- TASK DESCRIPTION -
Copy each line of the entries that includes the word "below".

*** DATA FOR REVIEW ***

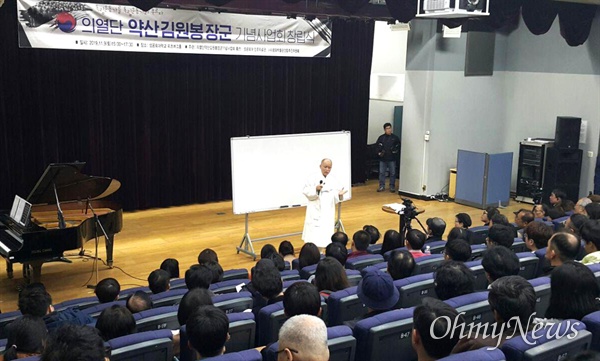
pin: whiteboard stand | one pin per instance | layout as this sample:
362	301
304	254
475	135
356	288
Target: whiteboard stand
339	226
247	247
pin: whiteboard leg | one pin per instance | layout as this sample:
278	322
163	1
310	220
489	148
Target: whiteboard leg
246	245
339	226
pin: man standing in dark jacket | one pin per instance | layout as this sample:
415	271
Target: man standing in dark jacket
388	149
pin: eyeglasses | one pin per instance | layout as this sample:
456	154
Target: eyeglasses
287	348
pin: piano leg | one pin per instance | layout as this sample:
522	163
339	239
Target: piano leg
33	274
9	270
109	249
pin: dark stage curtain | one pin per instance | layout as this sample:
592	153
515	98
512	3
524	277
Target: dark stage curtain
162	123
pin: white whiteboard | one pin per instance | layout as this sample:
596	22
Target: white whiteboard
269	172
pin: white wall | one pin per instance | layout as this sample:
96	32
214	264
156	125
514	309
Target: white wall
389	59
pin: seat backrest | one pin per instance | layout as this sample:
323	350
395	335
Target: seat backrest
412	289
168	298
520	348
269	321
361	262
436	247
5	319
475	306
481	281
157	319
592	324
242	331
483	354
380	335
428	264
477	250
95	311
233	302
344	305
235	274
528	265
354	277
229	286
519	246
80	303
308	271
246	355
150	345
289	275
541	286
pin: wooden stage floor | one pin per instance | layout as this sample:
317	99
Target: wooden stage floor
148	237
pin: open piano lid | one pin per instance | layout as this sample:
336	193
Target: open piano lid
71	185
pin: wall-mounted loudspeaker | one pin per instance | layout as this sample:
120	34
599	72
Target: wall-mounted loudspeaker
567	132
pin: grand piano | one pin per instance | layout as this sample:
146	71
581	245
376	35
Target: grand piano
61	219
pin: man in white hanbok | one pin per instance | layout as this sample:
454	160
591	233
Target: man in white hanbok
323	192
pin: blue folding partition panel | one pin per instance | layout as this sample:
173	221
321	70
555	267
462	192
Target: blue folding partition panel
483	179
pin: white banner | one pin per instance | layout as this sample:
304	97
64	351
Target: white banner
86	26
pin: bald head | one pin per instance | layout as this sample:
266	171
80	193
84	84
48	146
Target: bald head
305	334
562	247
325	166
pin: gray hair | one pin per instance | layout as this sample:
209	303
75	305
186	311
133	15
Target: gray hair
308	335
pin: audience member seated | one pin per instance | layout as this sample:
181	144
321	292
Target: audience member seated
536	235
216	271
593	210
540	211
330	276
580	206
340	237
303	338
309	255
373	232
512	299
500	235
191	301
159	281
360	242
74	343
574	224
286	250
36	301
26	337
462	220
522	218
435	229
391	240
337	251
574	292
171	265
487	215
590	233
562	247
198	276
457	250
302	298
107	290
401	264
207	255
138	302
415	241
208	330
377	292
458	233
430	337
453	279
266	284
115	321
499	262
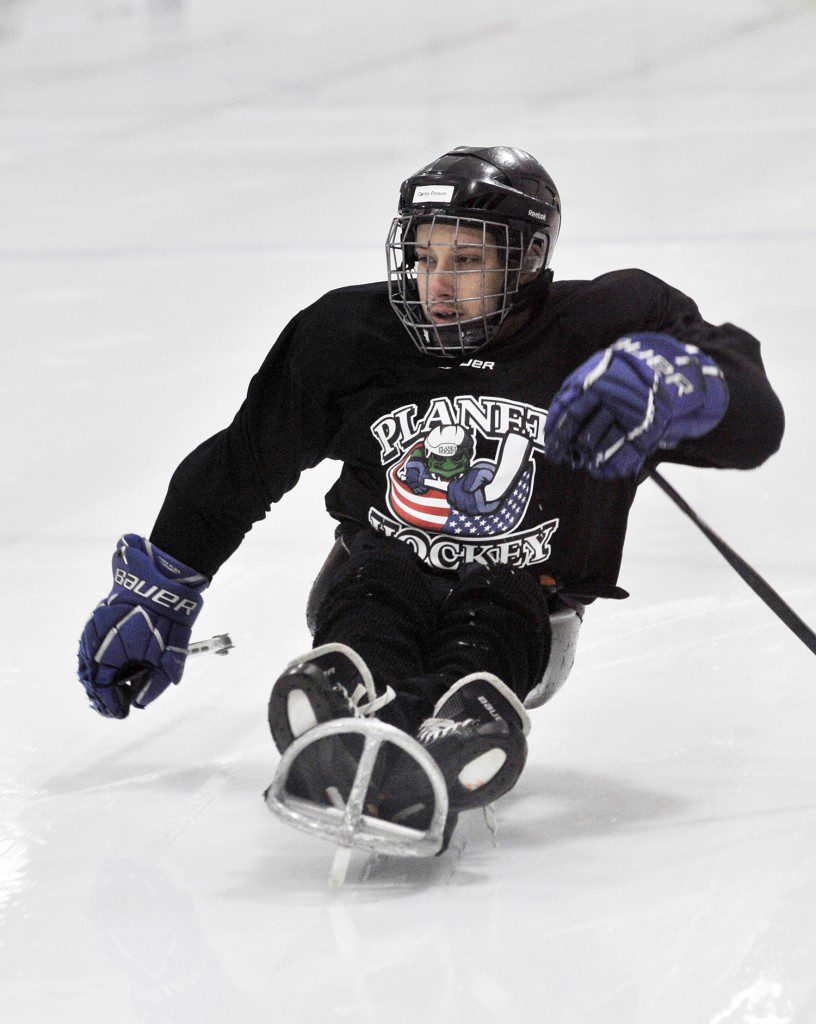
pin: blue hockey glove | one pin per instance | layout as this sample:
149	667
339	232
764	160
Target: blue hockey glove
466	493
134	644
645	392
416	474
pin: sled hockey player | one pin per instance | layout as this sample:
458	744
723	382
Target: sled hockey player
492	425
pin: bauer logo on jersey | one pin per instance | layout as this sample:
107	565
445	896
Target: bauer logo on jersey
459	480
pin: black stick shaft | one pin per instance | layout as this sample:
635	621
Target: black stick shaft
750	576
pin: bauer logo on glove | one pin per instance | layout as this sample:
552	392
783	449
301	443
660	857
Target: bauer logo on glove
135	643
644	392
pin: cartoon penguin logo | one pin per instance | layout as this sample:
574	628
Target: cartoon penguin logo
439	485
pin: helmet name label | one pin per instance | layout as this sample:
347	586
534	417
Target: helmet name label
433	194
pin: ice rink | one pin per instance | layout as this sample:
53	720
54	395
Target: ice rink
177	178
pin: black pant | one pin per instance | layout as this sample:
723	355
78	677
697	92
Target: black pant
419	629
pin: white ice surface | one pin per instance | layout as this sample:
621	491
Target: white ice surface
177	179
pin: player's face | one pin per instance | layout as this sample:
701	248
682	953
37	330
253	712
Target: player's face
458	275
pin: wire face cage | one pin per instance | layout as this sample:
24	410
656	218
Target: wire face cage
452	280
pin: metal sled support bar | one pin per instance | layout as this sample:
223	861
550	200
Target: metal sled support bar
347	824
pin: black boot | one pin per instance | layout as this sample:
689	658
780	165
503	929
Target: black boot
329	682
477	735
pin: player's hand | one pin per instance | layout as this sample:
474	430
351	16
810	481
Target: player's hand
134	644
466	493
645	392
416	474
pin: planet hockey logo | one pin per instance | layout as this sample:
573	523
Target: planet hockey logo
460	479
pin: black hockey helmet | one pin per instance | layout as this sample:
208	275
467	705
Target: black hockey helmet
513	205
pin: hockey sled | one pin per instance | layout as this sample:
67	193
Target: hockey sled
346	822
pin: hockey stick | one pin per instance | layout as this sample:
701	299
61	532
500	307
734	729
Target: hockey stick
749	574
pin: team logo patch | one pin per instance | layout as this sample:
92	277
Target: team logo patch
460	478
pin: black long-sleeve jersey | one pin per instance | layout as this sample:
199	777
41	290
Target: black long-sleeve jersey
344	381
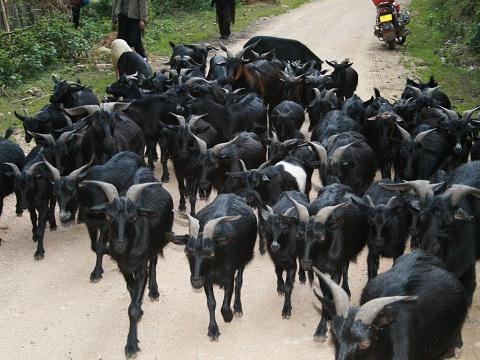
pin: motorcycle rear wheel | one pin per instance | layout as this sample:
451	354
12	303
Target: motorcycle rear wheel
401	40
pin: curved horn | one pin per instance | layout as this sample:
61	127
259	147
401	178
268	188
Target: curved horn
452	115
338	153
431	91
109	190
209	228
47	137
74	174
418	93
224	48
180	119
244	168
321	152
132	77
239	54
193	223
219	147
301	209
404	133
274	137
91	109
65	135
369	311
421	187
370	201
468	114
264	165
324	213
458	191
331	140
31	169
202	145
390	202
194	119
340	297
53	169
134	191
329	94
14	167
194	79
421	136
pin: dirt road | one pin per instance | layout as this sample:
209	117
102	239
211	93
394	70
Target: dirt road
50	310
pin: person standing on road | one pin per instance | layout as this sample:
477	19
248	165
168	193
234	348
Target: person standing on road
129	18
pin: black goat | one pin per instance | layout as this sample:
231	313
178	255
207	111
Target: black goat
138	224
10	152
131	62
33	191
333	230
269	182
119	171
413	311
185	156
46	121
350	161
286	120
72	94
277	228
246	114
219	246
389	224
345	78
285	49
225	157
108	133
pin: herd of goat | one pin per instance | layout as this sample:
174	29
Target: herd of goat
237	130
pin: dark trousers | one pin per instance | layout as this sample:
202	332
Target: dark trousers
76	16
129	30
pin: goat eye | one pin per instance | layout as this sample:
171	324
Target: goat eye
364	345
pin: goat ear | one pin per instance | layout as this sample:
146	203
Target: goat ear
224	240
348	165
337	223
99	209
291	220
85	176
462	215
146	212
177	239
385	317
327	304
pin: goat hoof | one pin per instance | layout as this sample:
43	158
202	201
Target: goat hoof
213	334
131	351
320	338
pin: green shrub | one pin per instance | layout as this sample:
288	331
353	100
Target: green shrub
33	50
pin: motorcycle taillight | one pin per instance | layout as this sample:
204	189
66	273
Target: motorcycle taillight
385	10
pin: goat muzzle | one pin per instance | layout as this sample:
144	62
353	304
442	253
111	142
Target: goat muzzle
197	283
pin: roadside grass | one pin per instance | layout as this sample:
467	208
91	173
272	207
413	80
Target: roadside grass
431	54
455	68
183	26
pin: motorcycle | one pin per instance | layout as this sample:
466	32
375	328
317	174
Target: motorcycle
390	27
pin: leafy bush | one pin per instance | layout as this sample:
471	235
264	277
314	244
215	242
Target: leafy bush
36	49
475	38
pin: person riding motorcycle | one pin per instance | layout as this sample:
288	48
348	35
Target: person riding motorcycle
396	6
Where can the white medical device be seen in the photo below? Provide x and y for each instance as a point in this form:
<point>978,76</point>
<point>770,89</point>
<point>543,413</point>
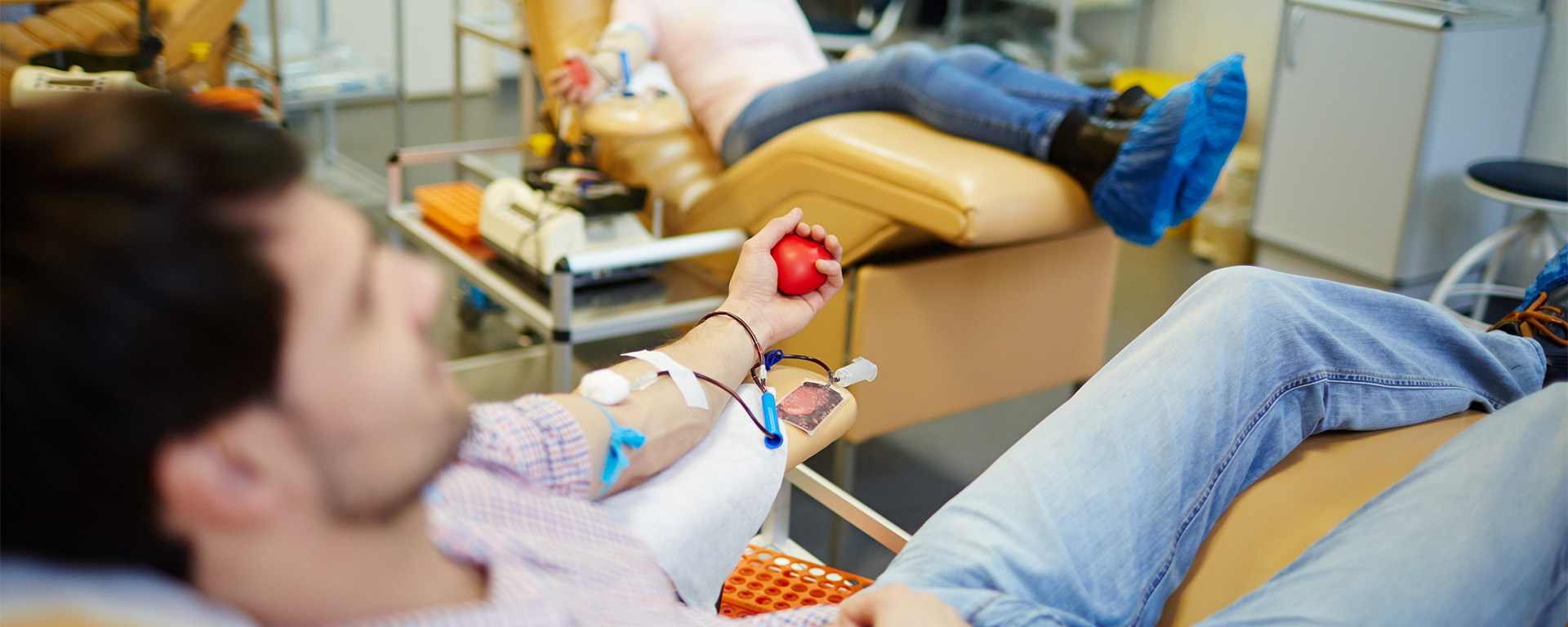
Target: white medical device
<point>33,85</point>
<point>537,233</point>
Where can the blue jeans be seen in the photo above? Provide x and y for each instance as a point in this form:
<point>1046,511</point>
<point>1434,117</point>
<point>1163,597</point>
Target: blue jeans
<point>968,90</point>
<point>1095,516</point>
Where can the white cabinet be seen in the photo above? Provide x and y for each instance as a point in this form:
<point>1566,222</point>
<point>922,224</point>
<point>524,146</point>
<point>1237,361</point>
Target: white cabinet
<point>1375,112</point>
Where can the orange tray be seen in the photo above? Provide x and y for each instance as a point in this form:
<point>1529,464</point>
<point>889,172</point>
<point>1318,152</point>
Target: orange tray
<point>453,209</point>
<point>767,580</point>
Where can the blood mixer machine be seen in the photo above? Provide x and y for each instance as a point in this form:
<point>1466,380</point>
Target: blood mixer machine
<point>548,216</point>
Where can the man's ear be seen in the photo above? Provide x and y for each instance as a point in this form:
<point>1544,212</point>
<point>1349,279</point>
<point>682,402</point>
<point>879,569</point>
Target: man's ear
<point>228,477</point>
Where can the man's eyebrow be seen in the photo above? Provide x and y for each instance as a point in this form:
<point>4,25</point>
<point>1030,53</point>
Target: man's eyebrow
<point>363,274</point>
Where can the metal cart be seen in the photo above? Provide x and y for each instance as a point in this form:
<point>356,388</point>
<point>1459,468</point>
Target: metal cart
<point>564,314</point>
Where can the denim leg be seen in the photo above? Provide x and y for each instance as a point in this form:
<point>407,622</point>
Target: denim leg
<point>906,78</point>
<point>1094,518</point>
<point>1476,535</point>
<point>1027,83</point>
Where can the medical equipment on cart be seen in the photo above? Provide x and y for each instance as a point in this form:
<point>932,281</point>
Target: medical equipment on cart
<point>574,211</point>
<point>33,85</point>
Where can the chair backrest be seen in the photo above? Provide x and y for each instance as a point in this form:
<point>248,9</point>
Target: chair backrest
<point>559,25</point>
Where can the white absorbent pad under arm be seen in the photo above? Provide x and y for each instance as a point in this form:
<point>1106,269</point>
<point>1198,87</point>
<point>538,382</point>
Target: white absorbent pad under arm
<point>700,513</point>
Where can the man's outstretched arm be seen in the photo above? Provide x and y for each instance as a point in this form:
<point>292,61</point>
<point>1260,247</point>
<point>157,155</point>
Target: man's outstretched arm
<point>719,349</point>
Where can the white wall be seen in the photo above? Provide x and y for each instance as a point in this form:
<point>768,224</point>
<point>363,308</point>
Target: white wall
<point>366,25</point>
<point>1548,134</point>
<point>1187,35</point>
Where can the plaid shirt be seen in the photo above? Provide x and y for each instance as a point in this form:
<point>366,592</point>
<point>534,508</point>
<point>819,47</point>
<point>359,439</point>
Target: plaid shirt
<point>518,502</point>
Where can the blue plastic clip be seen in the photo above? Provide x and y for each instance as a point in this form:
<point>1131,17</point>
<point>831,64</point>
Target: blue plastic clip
<point>617,456</point>
<point>770,420</point>
<point>626,76</point>
<point>772,358</point>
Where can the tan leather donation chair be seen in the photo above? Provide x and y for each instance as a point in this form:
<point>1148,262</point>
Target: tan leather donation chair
<point>974,273</point>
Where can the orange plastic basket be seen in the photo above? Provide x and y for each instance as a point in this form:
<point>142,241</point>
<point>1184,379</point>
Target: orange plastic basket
<point>453,209</point>
<point>767,580</point>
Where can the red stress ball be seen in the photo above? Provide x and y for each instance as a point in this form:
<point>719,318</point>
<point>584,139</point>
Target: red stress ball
<point>797,259</point>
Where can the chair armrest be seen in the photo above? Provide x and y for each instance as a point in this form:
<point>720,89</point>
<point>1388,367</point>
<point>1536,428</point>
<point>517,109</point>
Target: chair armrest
<point>849,509</point>
<point>637,117</point>
<point>867,175</point>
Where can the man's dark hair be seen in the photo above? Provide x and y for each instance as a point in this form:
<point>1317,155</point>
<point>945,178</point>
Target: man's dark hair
<point>136,308</point>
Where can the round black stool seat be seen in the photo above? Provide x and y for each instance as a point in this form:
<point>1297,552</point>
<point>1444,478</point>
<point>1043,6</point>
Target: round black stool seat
<point>1517,176</point>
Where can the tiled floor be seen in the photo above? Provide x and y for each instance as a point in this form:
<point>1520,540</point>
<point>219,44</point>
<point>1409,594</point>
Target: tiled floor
<point>905,475</point>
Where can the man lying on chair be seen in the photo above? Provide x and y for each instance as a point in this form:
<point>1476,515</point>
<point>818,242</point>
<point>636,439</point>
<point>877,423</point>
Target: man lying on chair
<point>216,372</point>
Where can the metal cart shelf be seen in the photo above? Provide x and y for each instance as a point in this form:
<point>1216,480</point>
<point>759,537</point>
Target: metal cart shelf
<point>565,314</point>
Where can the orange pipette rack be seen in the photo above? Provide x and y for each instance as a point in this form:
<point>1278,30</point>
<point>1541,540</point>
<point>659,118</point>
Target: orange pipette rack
<point>767,580</point>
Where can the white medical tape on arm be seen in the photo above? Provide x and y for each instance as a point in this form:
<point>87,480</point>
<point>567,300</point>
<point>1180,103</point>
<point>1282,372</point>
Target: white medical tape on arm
<point>686,381</point>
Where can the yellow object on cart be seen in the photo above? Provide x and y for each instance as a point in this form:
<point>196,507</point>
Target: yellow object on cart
<point>1156,82</point>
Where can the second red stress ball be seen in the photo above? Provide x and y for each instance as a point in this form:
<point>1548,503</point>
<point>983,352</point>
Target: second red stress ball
<point>797,260</point>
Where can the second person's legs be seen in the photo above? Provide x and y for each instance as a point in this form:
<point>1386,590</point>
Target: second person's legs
<point>908,78</point>
<point>1095,516</point>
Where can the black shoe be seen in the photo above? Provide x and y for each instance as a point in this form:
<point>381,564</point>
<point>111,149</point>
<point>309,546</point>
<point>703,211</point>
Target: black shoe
<point>1544,320</point>
<point>1129,105</point>
<point>1087,146</point>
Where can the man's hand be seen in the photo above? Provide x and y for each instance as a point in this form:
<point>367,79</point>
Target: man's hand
<point>755,286</point>
<point>571,90</point>
<point>898,606</point>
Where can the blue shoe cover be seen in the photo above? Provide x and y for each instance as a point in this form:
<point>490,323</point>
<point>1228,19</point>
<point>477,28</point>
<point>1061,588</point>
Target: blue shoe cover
<point>1225,91</point>
<point>1138,195</point>
<point>1551,278</point>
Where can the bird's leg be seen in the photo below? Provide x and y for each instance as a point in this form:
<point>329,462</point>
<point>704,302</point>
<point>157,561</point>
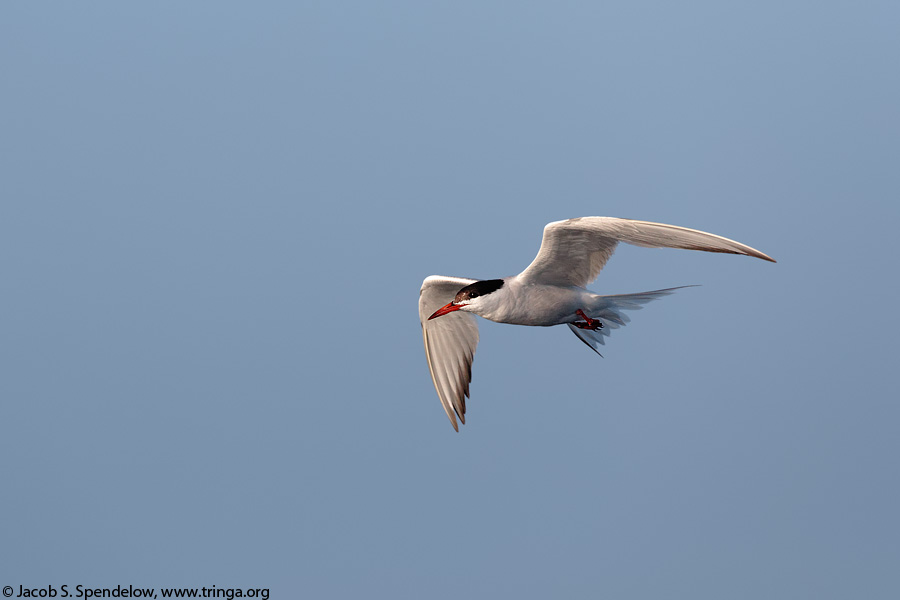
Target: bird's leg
<point>592,324</point>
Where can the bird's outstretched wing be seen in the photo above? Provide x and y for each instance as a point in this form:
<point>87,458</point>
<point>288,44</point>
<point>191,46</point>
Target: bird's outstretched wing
<point>450,343</point>
<point>573,252</point>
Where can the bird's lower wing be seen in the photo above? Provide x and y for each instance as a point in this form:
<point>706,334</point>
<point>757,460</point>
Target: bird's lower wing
<point>573,252</point>
<point>450,343</point>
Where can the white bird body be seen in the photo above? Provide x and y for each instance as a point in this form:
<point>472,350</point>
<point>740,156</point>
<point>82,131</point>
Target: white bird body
<point>551,291</point>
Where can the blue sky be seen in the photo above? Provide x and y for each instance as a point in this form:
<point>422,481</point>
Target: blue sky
<point>215,220</point>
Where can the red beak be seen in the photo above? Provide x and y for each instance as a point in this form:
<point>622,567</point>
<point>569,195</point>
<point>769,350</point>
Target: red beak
<point>444,310</point>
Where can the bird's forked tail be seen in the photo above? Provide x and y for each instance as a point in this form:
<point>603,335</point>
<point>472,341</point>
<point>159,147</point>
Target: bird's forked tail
<point>608,310</point>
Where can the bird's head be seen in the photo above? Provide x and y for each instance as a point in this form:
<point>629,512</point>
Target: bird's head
<point>471,298</point>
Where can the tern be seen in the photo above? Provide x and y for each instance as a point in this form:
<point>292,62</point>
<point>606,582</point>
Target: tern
<point>551,291</point>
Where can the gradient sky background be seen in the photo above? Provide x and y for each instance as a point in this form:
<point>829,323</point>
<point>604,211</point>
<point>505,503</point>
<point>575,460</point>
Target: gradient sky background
<point>214,221</point>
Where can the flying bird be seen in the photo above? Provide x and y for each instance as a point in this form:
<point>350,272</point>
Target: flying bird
<point>551,291</point>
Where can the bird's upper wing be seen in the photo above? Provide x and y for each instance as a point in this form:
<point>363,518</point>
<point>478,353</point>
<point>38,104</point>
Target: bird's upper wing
<point>450,343</point>
<point>573,252</point>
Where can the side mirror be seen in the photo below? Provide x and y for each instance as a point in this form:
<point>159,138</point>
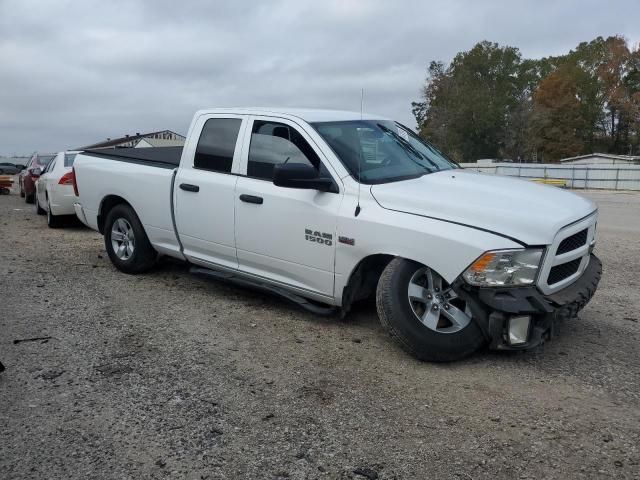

***

- WRITTEN SOLUTION -
Where can the white medical device be seen in the photo below? Provide x and y for each instance as a point in this form:
Where can the bird's leg be seen in the photo below? Provide x and y for each instance as a point in this form:
Where can the side mirror be seen in the photo below? Provide x and y for each instance as a point in this form:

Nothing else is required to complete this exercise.